Your objective :: Copy each line of the entries below that contains the string "right".

Dataset entries:
-------

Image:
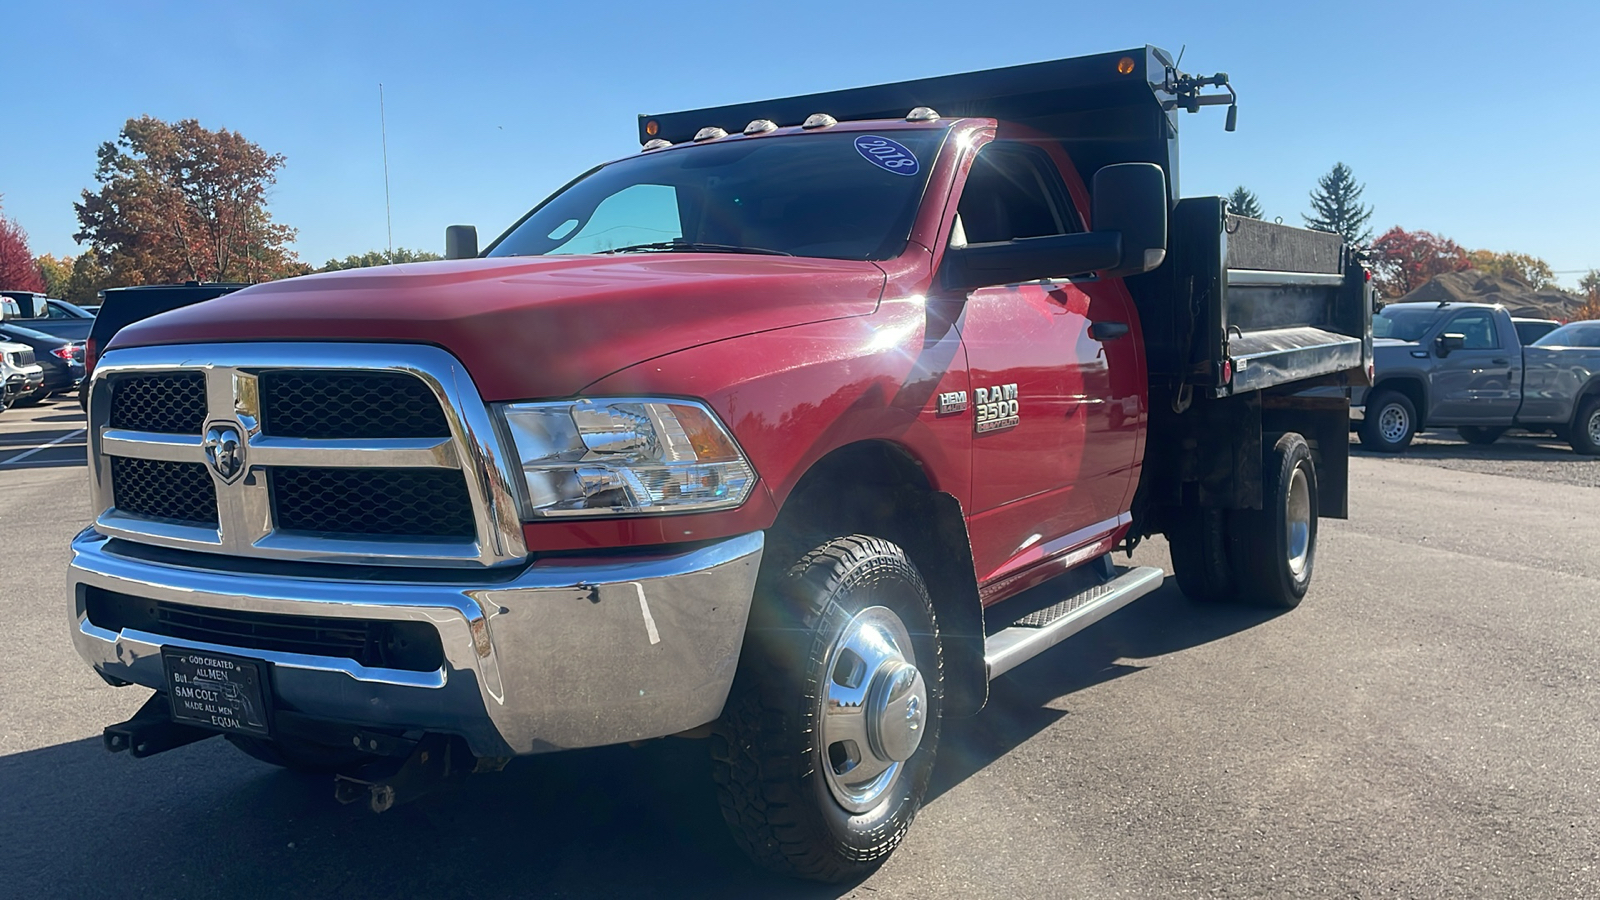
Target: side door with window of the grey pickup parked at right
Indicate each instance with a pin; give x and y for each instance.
(1479, 384)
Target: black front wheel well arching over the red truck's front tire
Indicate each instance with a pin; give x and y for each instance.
(881, 489)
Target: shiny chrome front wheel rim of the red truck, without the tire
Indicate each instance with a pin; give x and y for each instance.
(874, 707)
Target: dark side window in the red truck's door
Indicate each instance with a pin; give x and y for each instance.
(1014, 191)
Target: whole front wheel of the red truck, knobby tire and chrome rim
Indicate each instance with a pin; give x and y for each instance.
(828, 739)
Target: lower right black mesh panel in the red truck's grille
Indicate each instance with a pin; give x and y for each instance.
(418, 504)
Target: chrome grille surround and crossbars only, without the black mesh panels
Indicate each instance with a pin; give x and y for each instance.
(244, 507)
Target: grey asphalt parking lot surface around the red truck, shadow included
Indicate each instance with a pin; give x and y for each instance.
(1423, 726)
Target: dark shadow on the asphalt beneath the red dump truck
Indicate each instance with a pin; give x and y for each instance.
(615, 822)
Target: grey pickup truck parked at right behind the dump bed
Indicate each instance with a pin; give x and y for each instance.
(1462, 366)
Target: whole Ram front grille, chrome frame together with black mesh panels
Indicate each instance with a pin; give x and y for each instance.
(364, 454)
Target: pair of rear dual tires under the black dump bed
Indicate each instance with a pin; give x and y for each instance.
(1257, 556)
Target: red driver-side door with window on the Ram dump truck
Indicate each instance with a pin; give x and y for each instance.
(1055, 408)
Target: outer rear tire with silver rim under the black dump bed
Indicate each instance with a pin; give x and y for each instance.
(1274, 548)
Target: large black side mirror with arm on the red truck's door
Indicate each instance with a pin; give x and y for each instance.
(1129, 238)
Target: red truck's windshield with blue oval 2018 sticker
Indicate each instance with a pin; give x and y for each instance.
(838, 196)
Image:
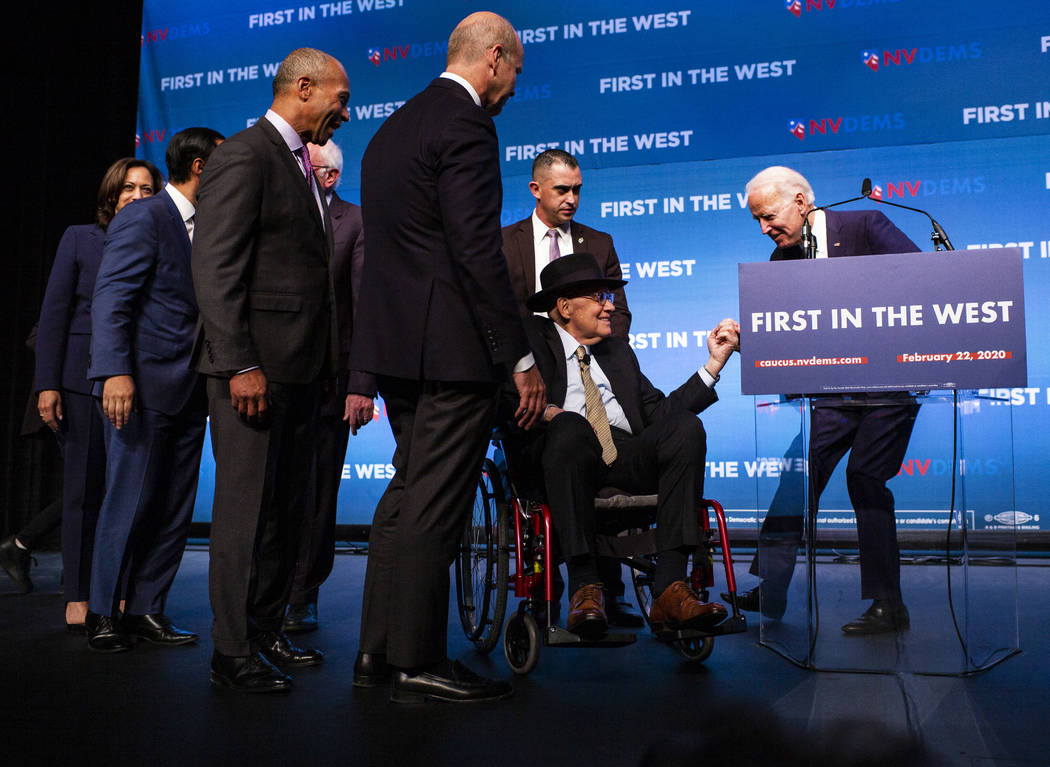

-------

Task answer ::
Target: side door with window of the grey pickup parked at right
Target: lower right black mesh panel in the red truck's grille
Target: grey pickup truck parked at right behind the dump bed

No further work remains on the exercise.